Point labels for objects
** BEGIN **

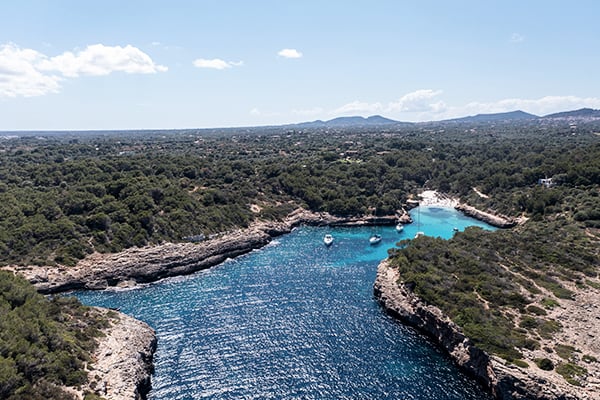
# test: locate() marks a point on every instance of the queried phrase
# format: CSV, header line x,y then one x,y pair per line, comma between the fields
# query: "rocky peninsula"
x,y
505,381
121,365
151,263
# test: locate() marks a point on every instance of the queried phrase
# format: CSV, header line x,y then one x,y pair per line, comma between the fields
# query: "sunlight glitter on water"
x,y
294,320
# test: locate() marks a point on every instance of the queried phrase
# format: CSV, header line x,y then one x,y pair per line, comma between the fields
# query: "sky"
x,y
128,64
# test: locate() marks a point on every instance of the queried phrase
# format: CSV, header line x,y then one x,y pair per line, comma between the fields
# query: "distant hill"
x,y
581,113
497,117
353,121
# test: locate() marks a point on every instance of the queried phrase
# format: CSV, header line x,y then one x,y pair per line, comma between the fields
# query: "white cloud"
x,y
309,112
99,59
417,101
427,105
27,72
542,106
216,63
19,75
357,107
289,53
516,38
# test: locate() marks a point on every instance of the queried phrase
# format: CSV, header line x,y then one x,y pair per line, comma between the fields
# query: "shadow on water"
x,y
296,319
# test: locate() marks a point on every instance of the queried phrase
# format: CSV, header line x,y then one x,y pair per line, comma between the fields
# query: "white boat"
x,y
374,239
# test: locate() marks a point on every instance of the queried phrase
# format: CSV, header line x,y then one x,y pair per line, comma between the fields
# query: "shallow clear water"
x,y
294,320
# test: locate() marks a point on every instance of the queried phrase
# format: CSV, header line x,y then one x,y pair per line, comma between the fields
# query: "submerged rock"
x,y
505,382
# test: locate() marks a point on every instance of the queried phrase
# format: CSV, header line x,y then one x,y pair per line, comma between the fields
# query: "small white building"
x,y
547,182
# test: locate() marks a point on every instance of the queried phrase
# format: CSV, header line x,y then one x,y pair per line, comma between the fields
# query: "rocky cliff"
x,y
492,219
122,364
151,263
505,382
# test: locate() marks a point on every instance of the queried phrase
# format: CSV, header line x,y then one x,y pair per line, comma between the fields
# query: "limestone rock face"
x,y
505,382
151,263
403,304
122,363
494,220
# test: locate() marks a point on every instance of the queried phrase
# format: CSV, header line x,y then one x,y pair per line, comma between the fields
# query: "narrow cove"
x,y
295,319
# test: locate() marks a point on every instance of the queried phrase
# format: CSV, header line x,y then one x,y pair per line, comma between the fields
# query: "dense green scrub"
x,y
44,343
63,196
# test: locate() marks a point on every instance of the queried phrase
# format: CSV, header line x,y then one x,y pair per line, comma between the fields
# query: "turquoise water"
x,y
294,320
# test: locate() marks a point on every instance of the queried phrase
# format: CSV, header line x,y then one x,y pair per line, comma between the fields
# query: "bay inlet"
x,y
294,320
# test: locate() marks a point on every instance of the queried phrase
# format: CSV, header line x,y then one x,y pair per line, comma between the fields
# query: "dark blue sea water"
x,y
294,320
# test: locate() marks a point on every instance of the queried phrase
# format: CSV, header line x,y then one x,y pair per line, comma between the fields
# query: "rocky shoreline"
x,y
495,220
124,359
121,366
151,263
505,382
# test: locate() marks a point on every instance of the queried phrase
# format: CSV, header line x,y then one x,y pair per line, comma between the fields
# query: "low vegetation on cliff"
x,y
44,343
502,287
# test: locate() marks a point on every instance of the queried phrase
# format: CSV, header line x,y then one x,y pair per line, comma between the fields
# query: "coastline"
x,y
432,198
121,365
503,380
152,263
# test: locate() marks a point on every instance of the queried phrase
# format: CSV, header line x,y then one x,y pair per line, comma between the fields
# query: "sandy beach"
x,y
432,198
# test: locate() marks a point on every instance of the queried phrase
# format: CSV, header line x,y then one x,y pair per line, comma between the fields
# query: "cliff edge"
x,y
121,365
504,381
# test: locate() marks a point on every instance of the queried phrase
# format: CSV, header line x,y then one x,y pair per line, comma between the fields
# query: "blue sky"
x,y
199,64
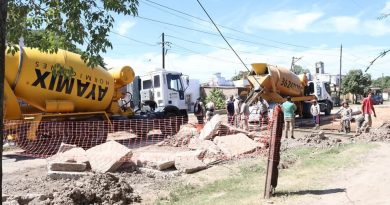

** END **

**PROBLEM DESCRIPTION:** How many lines of the material contain the string "cliff"? Case matters; reply with the number alone.

**FULL RESPONSE:** 3